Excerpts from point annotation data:
....
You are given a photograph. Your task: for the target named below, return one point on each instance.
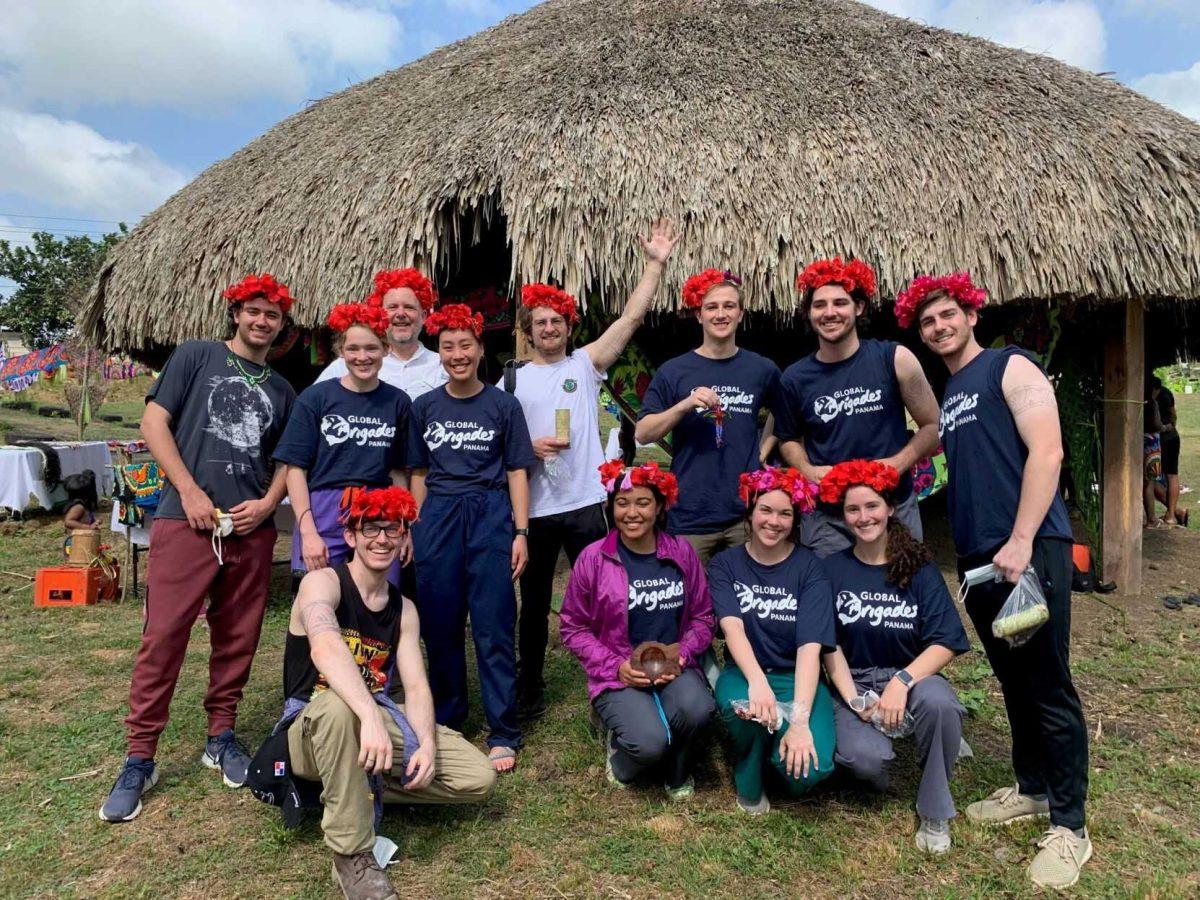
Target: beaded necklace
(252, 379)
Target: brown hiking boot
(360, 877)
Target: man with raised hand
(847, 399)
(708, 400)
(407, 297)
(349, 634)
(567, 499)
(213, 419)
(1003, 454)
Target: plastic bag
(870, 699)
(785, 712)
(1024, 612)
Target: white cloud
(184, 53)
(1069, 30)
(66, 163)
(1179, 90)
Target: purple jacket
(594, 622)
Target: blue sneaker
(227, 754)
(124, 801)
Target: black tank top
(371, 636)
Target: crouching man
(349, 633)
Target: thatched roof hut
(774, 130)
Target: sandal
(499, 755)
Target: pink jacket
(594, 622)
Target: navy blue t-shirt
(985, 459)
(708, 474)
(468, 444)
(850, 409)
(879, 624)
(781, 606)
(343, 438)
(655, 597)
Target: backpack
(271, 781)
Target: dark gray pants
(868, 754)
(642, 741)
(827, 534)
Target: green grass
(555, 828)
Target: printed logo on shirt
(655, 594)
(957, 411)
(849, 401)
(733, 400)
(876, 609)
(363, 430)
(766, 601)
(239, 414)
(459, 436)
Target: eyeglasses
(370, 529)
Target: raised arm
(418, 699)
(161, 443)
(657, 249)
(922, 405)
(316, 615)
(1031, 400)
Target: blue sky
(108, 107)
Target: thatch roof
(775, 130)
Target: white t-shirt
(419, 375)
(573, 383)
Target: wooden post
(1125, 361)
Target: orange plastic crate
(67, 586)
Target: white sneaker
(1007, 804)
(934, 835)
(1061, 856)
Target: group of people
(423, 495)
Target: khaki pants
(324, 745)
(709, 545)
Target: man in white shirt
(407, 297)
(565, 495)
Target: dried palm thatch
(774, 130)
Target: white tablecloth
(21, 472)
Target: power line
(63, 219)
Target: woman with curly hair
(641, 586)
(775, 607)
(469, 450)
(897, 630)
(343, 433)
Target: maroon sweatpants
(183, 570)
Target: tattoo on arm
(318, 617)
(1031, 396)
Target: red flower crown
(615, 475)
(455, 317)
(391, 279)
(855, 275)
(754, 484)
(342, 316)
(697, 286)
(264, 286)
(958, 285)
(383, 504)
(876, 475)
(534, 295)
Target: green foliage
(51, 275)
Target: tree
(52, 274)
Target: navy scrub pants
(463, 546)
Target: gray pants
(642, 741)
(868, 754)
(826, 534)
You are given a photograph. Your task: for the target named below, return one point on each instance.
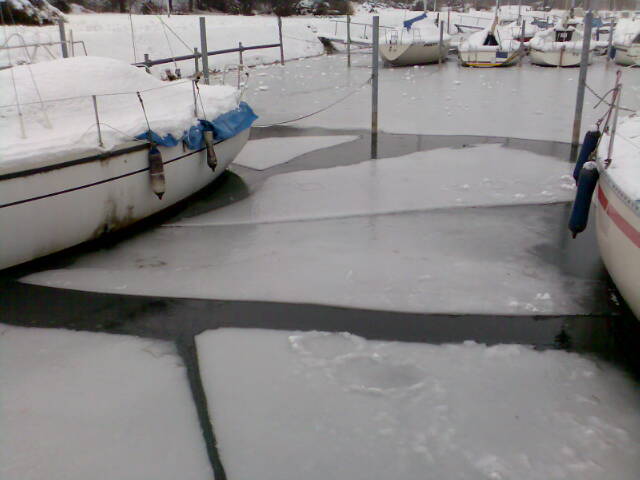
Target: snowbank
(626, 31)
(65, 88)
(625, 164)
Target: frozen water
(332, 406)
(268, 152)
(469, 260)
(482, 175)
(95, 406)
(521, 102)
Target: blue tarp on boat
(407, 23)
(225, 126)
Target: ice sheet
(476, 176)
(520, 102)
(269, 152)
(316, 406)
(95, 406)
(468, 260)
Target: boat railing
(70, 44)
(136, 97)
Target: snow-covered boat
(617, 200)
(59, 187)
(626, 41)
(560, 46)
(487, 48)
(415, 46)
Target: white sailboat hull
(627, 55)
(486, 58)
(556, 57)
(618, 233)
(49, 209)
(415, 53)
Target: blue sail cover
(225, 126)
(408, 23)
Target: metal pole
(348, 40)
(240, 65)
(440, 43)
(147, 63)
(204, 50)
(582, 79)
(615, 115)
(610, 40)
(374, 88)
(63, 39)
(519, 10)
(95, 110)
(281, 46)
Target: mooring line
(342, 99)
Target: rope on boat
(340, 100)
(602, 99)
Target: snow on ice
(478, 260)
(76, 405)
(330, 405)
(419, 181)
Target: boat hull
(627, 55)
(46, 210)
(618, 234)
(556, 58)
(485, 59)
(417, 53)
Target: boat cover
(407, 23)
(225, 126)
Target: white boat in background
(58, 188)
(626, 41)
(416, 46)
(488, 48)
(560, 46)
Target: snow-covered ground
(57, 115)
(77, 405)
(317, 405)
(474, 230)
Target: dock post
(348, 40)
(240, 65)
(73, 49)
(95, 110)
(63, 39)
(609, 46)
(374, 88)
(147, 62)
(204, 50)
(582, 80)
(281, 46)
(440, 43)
....
### Goal
Lay out every line of the records above as a Markdown table with the columns "Row" and "Text," numbering the rows and skipping blank lines. Leave the pictures out.

### Answer below
| Row | Text |
|---|---|
| 1 | You are given a photograph. Your task: for the target named below, return one point on each instance. |
| 2 | Target: beaded necklace |
| 3 | (252, 379) |
| 4 | Target: brown hiking boot |
| 5 | (360, 877) |
| 6 | Target: man with raised hand |
| 7 | (847, 399) |
| 8 | (708, 400) |
| 9 | (407, 297) |
| 10 | (349, 634) |
| 11 | (567, 499) |
| 12 | (213, 419) |
| 13 | (1003, 454) |
| 14 | Target: plastic bag |
| 15 | (870, 699) |
| 16 | (785, 712) |
| 17 | (1024, 612) |
| 18 | Target: white cloud |
| 19 | (184, 53) |
| 20 | (1069, 30) |
| 21 | (66, 163) |
| 22 | (1179, 90) |
| 23 | Target: purple jacket |
| 24 | (594, 622) |
| 25 | Target: blue sneaker |
| 26 | (227, 754) |
| 27 | (124, 801) |
| 28 | Target: black tank top |
| 29 | (371, 636) |
| 30 | Target: crouching man |
| 31 | (349, 633) |
| 32 | Target: thatched roof hut |
| 33 | (774, 130) |
| 34 | Target: sandal |
| 35 | (499, 755) |
| 36 | Target: pink jacket |
| 37 | (594, 622) |
| 38 | Target: navy blue t-shirt |
| 39 | (985, 459) |
| 40 | (708, 474) |
| 41 | (468, 444) |
| 42 | (850, 409) |
| 43 | (879, 624) |
| 44 | (781, 606) |
| 45 | (343, 438) |
| 46 | (655, 597) |
| 47 | Target: backpack |
| 48 | (271, 781) |
| 49 | Target: dark gray pants |
| 50 | (868, 754) |
| 51 | (642, 741) |
| 52 | (827, 534) |
| 53 | Target: green grass |
| 54 | (555, 828) |
| 55 | Target: printed logo on shirt |
| 56 | (655, 594) |
| 57 | (957, 411) |
| 58 | (849, 401) |
| 59 | (733, 400) |
| 60 | (876, 609) |
| 61 | (363, 430) |
| 62 | (766, 601) |
| 63 | (239, 414) |
| 64 | (459, 436) |
| 65 | Target: eyeglasses |
| 66 | (370, 529) |
| 67 | Target: raised arm |
| 68 | (418, 699) |
| 69 | (161, 443) |
| 70 | (657, 249) |
| 71 | (922, 405) |
| 72 | (316, 615) |
| 73 | (1031, 400) |
| 74 | Target: blue sky |
| 75 | (108, 107) |
| 76 | Target: thatch roof |
| 77 | (775, 130) |
| 78 | Target: white t-shirt |
| 79 | (419, 375) |
| 80 | (573, 383) |
| 81 | Target: wooden post |
| 82 | (1125, 361) |
| 83 | Target: orange plastic crate |
| 84 | (67, 586) |
| 85 | Target: white sneaker |
| 86 | (1007, 804) |
| 87 | (934, 835) |
| 88 | (1061, 856) |
| 89 | Target: group of people |
| 90 | (423, 495) |
| 91 | Target: khaki pants |
| 92 | (324, 745) |
| 93 | (709, 545) |
| 94 | Target: man in white shirt |
| 95 | (407, 297) |
| 96 | (565, 495) |
| 97 | Target: dried palm thatch |
| 98 | (774, 130) |
| 99 | Target: white tablecloth |
| 100 | (21, 472) |
| 101 | Target: power line |
| 102 | (63, 219) |
| 103 | Target: woman with curly hair |
| 104 | (641, 586) |
| 105 | (775, 607) |
| 106 | (469, 450) |
| 107 | (897, 630) |
| 108 | (343, 433) |
| 109 | Target: maroon sweatpants |
| 110 | (183, 570) |
| 111 | Target: tattoo on arm |
| 112 | (318, 617) |
| 113 | (1031, 396) |
| 114 | Target: red flower crown |
| 115 | (615, 475) |
| 116 | (455, 317) |
| 117 | (391, 279) |
| 118 | (855, 275) |
| 119 | (754, 484) |
| 120 | (342, 316) |
| 121 | (697, 286) |
| 122 | (264, 286) |
| 123 | (958, 285) |
| 124 | (383, 504) |
| 125 | (876, 475) |
| 126 | (534, 295) |
| 127 | Target: green foliage |
| 128 | (51, 275) |
| 129 | Target: tree |
| 130 | (52, 274) |
| 131 | Target: navy scrub pants |
| 132 | (463, 546) |
| 133 | Target: gray pants |
| 134 | (642, 741) |
| 135 | (868, 754) |
| 136 | (826, 534) |
| 137 | You are given a photograph. Your task: for the target named below, return one point on each instance. |
| 138 | Target: snowbank |
| 139 | (626, 31) |
| 140 | (65, 88) |
| 141 | (625, 164) |
| 142 | Target: frozen water |
| 143 | (332, 406) |
| 144 | (268, 152) |
| 145 | (469, 260) |
| 146 | (482, 175) |
| 147 | (95, 406) |
| 148 | (521, 102) |
| 149 | Target: blue tarp on boat |
| 150 | (407, 23) |
| 151 | (225, 126) |
| 152 | Target: ice sheet |
| 153 | (476, 176) |
| 154 | (520, 102) |
| 155 | (269, 152) |
| 156 | (316, 406) |
| 157 | (95, 406) |
| 158 | (468, 260) |
| 159 | Target: boat railing |
| 160 | (70, 44) |
| 161 | (136, 97) |
| 162 | Target: snow-covered boat |
| 163 | (617, 200) |
| 164 | (59, 187) |
| 165 | (626, 41) |
| 166 | (560, 46) |
| 167 | (487, 48) |
| 168 | (415, 46) |
| 169 | Target: white sailboat hull |
| 170 | (627, 55) |
| 171 | (486, 58) |
| 172 | (556, 57) |
| 173 | (618, 233) |
| 174 | (49, 209) |
| 175 | (415, 53) |
| 176 | Target: blue sail cover |
| 177 | (225, 126) |
| 178 | (408, 23) |
| 179 | Target: metal pole |
| 180 | (348, 40) |
| 181 | (240, 65) |
| 182 | (440, 43) |
| 183 | (147, 63) |
| 184 | (204, 50) |
| 185 | (582, 79) |
| 186 | (615, 115) |
| 187 | (610, 40) |
| 188 | (374, 88) |
| 189 | (63, 39) |
| 190 | (519, 10) |
| 191 | (95, 110) |
| 192 | (281, 46) |
| 193 | Target: mooring line |
| 194 | (342, 99) |
| 195 | Target: rope on boat |
| 196 | (340, 100) |
| 197 | (602, 99) |
| 198 | Target: snow on ice |
| 199 | (478, 260) |
| 200 | (76, 405) |
| 201 | (330, 405) |
| 202 | (419, 181) |
| 203 | Target: boat hull |
| 204 | (627, 55) |
| 205 | (46, 210) |
| 206 | (618, 234) |
| 207 | (556, 58) |
| 208 | (485, 59) |
| 209 | (417, 53) |
| 210 | Target: boat cover |
| 211 | (407, 23) |
| 212 | (225, 126) |
| 213 | Target: white boat in background |
| 214 | (58, 188) |
| 215 | (626, 41) |
| 216 | (416, 46) |
| 217 | (488, 48) |
| 218 | (560, 46) |
| 219 | Target: snow-covered ground |
| 220 | (57, 115) |
| 221 | (77, 405) |
| 222 | (317, 405) |
| 223 | (474, 230) |
| 224 | Target: dock post |
| 225 | (348, 40) |
| 226 | (240, 65) |
| 227 | (73, 49) |
| 228 | (95, 110) |
| 229 | (63, 39) |
| 230 | (609, 46) |
| 231 | (374, 88) |
| 232 | (147, 62) |
| 233 | (204, 50) |
| 234 | (582, 80) |
| 235 | (281, 46) |
| 236 | (440, 43) |